TASK TO COMPLETE:
Drop all images and give the records again exactly.

(MATERIAL TO PROCESS begins)

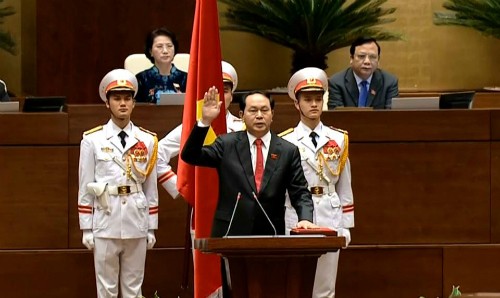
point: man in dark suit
(363, 84)
(238, 161)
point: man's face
(163, 49)
(257, 115)
(310, 104)
(365, 60)
(228, 94)
(121, 104)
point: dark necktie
(313, 136)
(259, 165)
(122, 136)
(363, 94)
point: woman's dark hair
(243, 101)
(151, 37)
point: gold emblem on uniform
(331, 150)
(311, 81)
(106, 149)
(139, 152)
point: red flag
(199, 185)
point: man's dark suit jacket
(230, 155)
(343, 90)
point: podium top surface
(271, 245)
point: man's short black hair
(361, 41)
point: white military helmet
(307, 79)
(118, 80)
(229, 74)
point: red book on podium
(316, 231)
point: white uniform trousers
(326, 275)
(119, 262)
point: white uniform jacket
(327, 170)
(169, 147)
(130, 176)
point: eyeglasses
(362, 57)
(168, 46)
(255, 112)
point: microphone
(265, 213)
(238, 197)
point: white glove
(88, 239)
(151, 239)
(345, 233)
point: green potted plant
(481, 15)
(311, 28)
(7, 42)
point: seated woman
(163, 77)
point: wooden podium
(270, 266)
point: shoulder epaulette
(339, 130)
(284, 133)
(145, 130)
(97, 128)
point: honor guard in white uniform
(169, 146)
(324, 155)
(118, 195)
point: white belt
(319, 191)
(124, 189)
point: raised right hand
(211, 107)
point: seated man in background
(4, 95)
(363, 84)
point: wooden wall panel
(495, 191)
(474, 268)
(422, 192)
(26, 128)
(33, 196)
(383, 273)
(78, 42)
(70, 273)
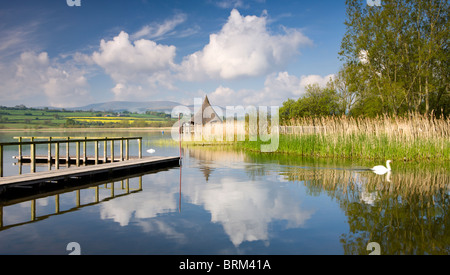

(MATERIAL TO PROCESS ends)

ANSWER SECTION:
point: man in dark suit
(363, 84)
(238, 161)
point: man's face
(163, 49)
(257, 115)
(310, 104)
(365, 60)
(228, 94)
(121, 104)
point: dark necktie
(313, 136)
(259, 165)
(122, 136)
(363, 94)
point: woman's dark hair
(243, 101)
(151, 37)
point: gold emblem on uniform
(331, 150)
(311, 81)
(106, 149)
(139, 152)
point: red flag
(199, 185)
point: man's dark suit jacket
(230, 155)
(343, 90)
point: podium top surface
(271, 245)
point: man's short black hair
(361, 41)
point: white military helmet
(307, 79)
(118, 80)
(229, 74)
point: red book on podium
(316, 231)
point: white uniform trousers
(326, 275)
(119, 262)
point: white uniform jacket
(327, 170)
(169, 147)
(130, 176)
point: eyeglasses
(362, 57)
(168, 46)
(255, 112)
point: microphone
(265, 213)
(238, 197)
point: white glove
(88, 239)
(151, 239)
(345, 233)
point: green potted plant
(481, 15)
(311, 28)
(7, 42)
point: seated woman
(163, 77)
point: wooden podium
(270, 266)
point: shoulder epaulette
(339, 130)
(284, 133)
(145, 130)
(97, 128)
point: honor guard in white uniform
(169, 146)
(324, 155)
(118, 195)
point: white belt
(319, 191)
(124, 189)
point: raised right hand
(211, 107)
point: seated man in background
(4, 95)
(363, 84)
point: wooden wall panel
(495, 191)
(474, 268)
(422, 192)
(26, 128)
(33, 196)
(383, 273)
(78, 42)
(70, 273)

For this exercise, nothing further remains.